[Opening Extract section]
A doctor is rekindling belief that Germany can manage its refugee crisis by sharing harrowing details from his work with newly arrived migrants. His Facebook post has been shared more than 245,000 times in a few days.
Raphaele Lindemann set out to write a neutral firsthand account of his work on the front line of Germany's refugee crisis, but quickly found it was impossible.
For the last month, the German doctor from Mainz has been providing initial medical treatment to newly arrived asylum seekers at an emergency shelter. And the things he's witnessed have convinced him that Germany is right to continue to open its borders to refugees.
Lindemann said that the current heated political debate about Merkel's open-door policy prompted him to share his experiences. He is one of the few people who sees what condition the refugees are in when they get to Germany - before they've been registered, before they've been given donated clothing to wear, before they've even had a chance to shower.
"I can assure you that it's impossible to look with 'naive, rose-colored glasses' at frostbitten feet that have marched more than 500 kilometers (more than 300 miles) in broken shoes and wet socks in the middle of winter, " he wrote.
'I have never seen such suffering'
The post (in German) continues: "These people arrive here in an absolutely desolate, pitiful condition. Some people might be surprised to know that the arrivals are not 90 percent young, healthy men… I see between 300 and 500 refugees per shift, and at least 40 percent are children. There are families, there are old people, and yes, there are young men. Why not? The one thing they have in common is that they are all exhausted. I have never before seen such suffering and despair."
At one point during the lengthy post, he describes treating a woman who arrived at the shelter with severe burns on both legs.
"I have no idea how she even made it here," he said. "It took us half an hour just to remove the dirty, stinking bandages from her festering wounds. But not once did she complain. This woman radiated gratitude, because she was finally safe, and because someone finally cared for her."
[Closing Extract section]
[Opening Supplied records section]
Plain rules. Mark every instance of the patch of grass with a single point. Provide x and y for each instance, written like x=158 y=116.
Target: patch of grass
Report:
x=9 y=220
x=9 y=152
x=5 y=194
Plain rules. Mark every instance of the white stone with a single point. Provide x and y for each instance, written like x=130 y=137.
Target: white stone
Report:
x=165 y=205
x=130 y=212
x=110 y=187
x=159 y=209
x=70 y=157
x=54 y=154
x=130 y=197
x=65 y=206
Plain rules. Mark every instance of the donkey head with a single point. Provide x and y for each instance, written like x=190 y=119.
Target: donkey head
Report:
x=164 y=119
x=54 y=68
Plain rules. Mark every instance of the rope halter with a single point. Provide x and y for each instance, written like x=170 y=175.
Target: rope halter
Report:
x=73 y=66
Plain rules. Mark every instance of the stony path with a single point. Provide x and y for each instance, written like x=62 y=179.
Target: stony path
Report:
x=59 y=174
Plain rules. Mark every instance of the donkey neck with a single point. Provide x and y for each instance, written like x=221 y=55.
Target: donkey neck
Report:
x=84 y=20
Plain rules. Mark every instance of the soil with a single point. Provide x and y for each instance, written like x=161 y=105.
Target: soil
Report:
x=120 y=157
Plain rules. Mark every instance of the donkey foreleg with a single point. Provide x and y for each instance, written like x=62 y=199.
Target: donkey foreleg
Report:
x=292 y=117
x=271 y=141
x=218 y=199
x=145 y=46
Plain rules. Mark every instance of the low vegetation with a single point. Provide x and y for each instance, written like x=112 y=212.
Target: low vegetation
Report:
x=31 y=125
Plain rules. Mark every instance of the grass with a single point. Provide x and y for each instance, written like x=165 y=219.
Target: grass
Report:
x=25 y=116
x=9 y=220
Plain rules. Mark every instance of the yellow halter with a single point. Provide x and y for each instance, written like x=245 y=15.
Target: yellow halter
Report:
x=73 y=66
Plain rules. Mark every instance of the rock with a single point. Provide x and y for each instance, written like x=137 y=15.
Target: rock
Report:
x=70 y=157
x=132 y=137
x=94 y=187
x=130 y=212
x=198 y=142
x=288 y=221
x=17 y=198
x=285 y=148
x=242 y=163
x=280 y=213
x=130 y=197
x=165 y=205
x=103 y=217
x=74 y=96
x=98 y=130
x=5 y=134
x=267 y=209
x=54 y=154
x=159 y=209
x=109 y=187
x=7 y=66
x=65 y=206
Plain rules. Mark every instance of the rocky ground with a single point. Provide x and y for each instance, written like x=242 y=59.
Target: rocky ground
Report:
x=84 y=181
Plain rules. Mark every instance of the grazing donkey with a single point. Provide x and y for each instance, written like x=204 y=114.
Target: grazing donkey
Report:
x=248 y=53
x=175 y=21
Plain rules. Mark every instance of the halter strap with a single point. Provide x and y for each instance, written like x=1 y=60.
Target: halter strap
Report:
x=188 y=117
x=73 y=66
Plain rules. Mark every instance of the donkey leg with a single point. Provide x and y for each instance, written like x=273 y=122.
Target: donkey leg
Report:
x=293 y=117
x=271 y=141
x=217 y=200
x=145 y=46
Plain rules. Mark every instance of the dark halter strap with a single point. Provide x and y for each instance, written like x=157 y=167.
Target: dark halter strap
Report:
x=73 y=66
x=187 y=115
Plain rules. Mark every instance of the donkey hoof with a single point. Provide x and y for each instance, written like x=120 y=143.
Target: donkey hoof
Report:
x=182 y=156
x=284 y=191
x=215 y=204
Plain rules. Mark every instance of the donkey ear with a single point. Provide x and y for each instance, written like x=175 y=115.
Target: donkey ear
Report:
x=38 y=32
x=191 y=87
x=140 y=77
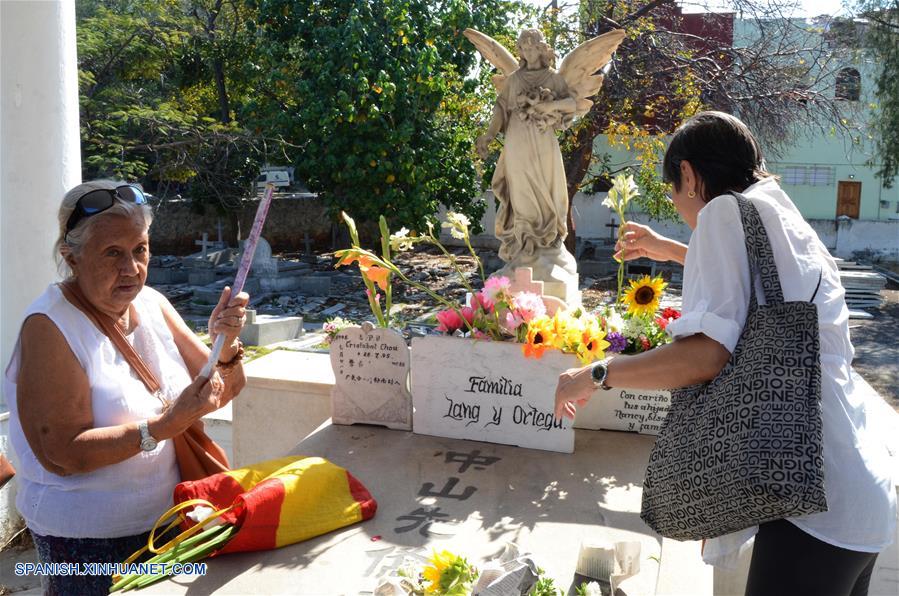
[Closing Supplied records section]
### What is being asked
Extend the article about the doctor treating refugees at a German shelter, beginning after its final sentence.

### Answer below
Voice of support for Merkel
Lindemann's post comes at a time when public opinion about Chancellor Angela Merkel's refugee policy is shifting. When Merkel uttered the now famous catchphrase "Wir schaffen das" - "We can do this" - at a press conference at the end of August, the majority of Germans took pride in having a leader so clearly committed to doing what was morally right. But the influx of refugees has not abated, and there is still no EU-wide agreement on how to deal with the crisis.
For many Germans, the tipping point came on New Year's Eve. The mass sexual assaults on women in Cologne blamed primarily on young, male migrants from North Africa raised fears about the nation's uncontrolled immigration. Merkel's popularity has since plummeted. According to a recent poll, some 40 percent of Germans want her to resign over her refugee policy.
But Lindemann is swimming against the tide. "When [Merkel] said that we can do this, it was the first time I felt anything like respect and admiration for the chancellor," he wrote in his post. "She didn't hesitate for a second to put her political career on the line in order to stop these people from dying at our borders. Instead, she took on this enormous challenge."
Lindemann ended his post by echoing her call for solidarity. "People are suffering and dying. Now. And we can prevent it. We can do this," he wrote.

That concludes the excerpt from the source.